Location annotation dataset excerpts:
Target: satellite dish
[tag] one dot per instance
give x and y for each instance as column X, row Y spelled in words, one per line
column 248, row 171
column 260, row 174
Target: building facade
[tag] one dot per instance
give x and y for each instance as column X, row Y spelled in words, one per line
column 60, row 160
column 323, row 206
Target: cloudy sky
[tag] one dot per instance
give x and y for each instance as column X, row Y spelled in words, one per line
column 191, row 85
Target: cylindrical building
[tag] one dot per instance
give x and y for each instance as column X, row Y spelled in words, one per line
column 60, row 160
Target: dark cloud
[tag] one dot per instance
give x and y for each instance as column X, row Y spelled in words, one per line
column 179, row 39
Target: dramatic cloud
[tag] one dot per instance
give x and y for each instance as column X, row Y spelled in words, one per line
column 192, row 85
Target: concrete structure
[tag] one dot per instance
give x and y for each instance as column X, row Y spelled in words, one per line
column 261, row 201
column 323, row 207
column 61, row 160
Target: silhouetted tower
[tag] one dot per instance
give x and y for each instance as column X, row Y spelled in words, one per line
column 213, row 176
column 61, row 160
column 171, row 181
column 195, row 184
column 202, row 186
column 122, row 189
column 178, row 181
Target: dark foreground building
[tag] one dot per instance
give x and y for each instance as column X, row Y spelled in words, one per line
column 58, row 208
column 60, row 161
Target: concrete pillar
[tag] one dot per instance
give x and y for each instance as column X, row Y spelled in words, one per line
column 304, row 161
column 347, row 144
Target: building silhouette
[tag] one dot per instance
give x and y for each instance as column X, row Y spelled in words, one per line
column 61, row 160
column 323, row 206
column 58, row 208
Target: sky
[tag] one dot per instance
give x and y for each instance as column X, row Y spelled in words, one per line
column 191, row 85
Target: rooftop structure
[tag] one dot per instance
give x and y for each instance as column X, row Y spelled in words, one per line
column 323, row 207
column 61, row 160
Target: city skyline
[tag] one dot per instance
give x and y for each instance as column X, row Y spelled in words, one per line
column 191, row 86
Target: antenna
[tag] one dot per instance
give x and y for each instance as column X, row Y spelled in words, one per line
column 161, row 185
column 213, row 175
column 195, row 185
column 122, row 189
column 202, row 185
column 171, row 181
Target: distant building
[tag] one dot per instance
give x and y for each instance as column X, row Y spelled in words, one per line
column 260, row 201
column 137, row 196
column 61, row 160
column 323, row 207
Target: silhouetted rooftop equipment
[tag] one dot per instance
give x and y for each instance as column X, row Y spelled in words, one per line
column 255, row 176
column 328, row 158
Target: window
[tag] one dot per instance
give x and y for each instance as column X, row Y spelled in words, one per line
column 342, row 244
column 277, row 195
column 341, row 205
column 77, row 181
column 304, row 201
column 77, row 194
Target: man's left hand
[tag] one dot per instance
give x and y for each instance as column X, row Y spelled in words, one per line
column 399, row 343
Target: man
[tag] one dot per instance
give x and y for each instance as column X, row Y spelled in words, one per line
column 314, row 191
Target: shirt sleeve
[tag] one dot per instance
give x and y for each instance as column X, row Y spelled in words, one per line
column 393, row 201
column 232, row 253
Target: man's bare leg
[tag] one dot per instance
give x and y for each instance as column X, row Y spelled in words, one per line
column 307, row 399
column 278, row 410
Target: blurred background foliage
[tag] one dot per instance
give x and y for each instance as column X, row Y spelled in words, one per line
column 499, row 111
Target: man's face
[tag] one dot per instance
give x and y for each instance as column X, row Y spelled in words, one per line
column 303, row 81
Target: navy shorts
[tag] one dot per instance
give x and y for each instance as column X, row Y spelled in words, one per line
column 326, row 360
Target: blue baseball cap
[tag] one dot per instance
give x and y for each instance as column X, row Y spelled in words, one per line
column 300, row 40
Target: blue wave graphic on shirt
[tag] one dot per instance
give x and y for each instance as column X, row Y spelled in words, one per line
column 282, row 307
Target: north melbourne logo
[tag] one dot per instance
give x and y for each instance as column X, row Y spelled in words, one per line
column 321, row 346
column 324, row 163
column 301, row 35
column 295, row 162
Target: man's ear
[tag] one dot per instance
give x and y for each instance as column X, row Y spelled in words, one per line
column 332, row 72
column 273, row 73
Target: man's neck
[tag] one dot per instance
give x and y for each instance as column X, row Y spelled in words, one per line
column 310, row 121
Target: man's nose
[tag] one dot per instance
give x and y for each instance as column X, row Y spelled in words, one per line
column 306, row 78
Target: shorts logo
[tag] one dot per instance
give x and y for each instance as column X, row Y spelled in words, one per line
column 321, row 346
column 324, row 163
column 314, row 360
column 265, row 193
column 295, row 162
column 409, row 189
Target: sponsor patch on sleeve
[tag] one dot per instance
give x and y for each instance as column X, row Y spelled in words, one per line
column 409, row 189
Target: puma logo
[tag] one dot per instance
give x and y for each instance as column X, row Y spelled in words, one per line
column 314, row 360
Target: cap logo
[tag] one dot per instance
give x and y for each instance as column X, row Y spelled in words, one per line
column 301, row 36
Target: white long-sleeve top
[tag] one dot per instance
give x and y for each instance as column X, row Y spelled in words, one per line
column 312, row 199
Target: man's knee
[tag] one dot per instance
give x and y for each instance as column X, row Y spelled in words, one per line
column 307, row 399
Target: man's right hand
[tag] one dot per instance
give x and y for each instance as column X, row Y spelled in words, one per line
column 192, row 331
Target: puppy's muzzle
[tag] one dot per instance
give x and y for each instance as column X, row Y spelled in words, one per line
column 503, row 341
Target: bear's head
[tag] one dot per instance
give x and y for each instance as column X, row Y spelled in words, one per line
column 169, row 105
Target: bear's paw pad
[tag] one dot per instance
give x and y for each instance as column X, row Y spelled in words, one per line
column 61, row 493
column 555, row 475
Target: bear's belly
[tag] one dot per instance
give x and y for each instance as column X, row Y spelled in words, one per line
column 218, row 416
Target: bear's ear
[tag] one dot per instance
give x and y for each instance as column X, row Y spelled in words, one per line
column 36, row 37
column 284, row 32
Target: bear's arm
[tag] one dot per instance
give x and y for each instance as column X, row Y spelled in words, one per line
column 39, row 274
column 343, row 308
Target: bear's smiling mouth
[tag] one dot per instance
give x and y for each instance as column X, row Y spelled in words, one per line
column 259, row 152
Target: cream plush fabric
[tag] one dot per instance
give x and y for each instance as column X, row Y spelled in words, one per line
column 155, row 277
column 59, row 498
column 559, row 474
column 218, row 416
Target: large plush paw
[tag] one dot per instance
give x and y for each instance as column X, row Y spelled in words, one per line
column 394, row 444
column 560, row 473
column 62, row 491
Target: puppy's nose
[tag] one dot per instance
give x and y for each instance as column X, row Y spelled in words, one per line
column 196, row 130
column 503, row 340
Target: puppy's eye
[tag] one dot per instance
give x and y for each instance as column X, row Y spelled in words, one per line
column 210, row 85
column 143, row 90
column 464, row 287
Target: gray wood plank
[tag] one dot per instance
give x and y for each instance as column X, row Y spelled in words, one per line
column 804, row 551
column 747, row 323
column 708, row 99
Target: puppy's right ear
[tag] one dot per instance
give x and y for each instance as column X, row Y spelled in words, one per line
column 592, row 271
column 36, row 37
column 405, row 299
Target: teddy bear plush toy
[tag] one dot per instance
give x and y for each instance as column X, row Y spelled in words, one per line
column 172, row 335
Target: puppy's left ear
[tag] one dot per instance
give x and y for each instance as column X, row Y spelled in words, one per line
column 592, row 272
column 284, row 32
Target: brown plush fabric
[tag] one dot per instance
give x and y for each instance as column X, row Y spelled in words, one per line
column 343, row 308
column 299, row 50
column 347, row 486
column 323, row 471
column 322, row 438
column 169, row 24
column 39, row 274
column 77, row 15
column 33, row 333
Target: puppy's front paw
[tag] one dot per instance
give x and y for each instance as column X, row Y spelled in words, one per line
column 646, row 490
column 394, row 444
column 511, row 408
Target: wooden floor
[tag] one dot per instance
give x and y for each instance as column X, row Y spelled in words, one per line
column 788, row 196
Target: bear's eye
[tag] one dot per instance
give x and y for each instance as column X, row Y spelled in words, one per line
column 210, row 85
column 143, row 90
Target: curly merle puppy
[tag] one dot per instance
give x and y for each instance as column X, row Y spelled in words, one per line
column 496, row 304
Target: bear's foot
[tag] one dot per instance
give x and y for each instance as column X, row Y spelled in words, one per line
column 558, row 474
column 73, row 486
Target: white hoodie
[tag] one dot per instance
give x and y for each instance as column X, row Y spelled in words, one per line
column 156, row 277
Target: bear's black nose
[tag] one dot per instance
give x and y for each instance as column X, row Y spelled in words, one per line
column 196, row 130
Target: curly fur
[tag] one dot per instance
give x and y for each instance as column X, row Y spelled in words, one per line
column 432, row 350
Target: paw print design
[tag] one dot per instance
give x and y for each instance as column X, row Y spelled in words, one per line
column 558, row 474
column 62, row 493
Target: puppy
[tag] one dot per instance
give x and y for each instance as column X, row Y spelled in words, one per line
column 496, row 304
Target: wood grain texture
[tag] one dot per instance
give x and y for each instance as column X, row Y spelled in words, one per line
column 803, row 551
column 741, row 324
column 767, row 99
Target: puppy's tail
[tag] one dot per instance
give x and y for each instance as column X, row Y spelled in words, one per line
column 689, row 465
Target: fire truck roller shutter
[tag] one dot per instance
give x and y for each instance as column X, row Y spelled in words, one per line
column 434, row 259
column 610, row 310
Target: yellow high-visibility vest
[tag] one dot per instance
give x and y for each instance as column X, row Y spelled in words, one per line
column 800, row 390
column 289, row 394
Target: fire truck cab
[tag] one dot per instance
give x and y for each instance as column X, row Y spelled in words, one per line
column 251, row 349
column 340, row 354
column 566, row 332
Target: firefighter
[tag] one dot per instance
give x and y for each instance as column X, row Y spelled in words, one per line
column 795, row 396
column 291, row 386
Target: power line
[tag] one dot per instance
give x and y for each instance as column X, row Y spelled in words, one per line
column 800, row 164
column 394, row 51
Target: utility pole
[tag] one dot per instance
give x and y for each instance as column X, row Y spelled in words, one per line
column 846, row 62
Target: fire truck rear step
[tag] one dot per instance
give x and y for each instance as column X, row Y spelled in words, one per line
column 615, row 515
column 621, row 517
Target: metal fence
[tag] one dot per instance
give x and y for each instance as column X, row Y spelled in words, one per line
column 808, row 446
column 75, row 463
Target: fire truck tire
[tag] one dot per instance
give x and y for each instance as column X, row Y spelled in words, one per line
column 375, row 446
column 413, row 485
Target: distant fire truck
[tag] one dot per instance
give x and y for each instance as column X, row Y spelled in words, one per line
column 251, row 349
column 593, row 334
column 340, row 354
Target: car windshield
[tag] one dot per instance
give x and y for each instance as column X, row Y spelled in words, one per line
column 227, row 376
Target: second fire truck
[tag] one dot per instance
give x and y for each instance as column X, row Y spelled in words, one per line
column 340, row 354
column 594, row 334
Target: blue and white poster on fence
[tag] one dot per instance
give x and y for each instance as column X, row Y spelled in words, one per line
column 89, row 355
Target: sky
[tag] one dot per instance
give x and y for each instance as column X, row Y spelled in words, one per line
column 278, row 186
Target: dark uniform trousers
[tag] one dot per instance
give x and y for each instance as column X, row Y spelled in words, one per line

■ Do this: Copy out the part of the material above that opens with the line containing "Target: large plush paw" and closes with the line containing "column 788, row 196", both lines included, unchanged.

■ Reply to the exercise:
Target: large plush paw
[tag] one dot per instance
give x and y for each instance as column X, row Y spelled in words, one per line
column 394, row 444
column 560, row 473
column 62, row 491
Target: puppy's nose
[tag] one dot per instance
give x and y for each instance as column X, row Y spelled in words, one per line
column 196, row 130
column 503, row 340
Target: puppy's eye
[tag] one dot per instance
give x and y for each instance as column X, row Y spelled in words, one per line
column 210, row 85
column 143, row 90
column 464, row 287
Target: gray wood plank
[tag] one dot per instance
give x and y for each instance as column X, row Y spelled in words, one per line
column 804, row 551
column 747, row 323
column 708, row 99
Target: puppy's right ear
[tag] one dot per instance
give x and y for each instance as column X, row Y spelled in words, one per line
column 592, row 271
column 36, row 37
column 405, row 299
Target: teddy bear plush toy
[tag] one dot per instance
give x and y for each instance as column X, row Y spelled in words, one per line
column 172, row 335
Target: puppy's left ear
[tag] one dot per instance
give x and y for each instance as column X, row Y spelled in words, one per line
column 592, row 272
column 284, row 32
Target: brown plush fabric
[tag] one dot per instance
give x and y for each instance as column X, row Y spelled in words, one per line
column 343, row 308
column 299, row 50
column 347, row 486
column 323, row 471
column 322, row 438
column 169, row 24
column 39, row 274
column 77, row 15
column 33, row 333
Target: puppy's front paw
[tag] one dot per instance
give x and y for each instance as column X, row Y spelled in words, one per line
column 646, row 490
column 394, row 444
column 511, row 408
Target: wooden floor
[tag] one dot per instance
give x and y for each instance as column X, row Y spelled in words, one per line
column 788, row 196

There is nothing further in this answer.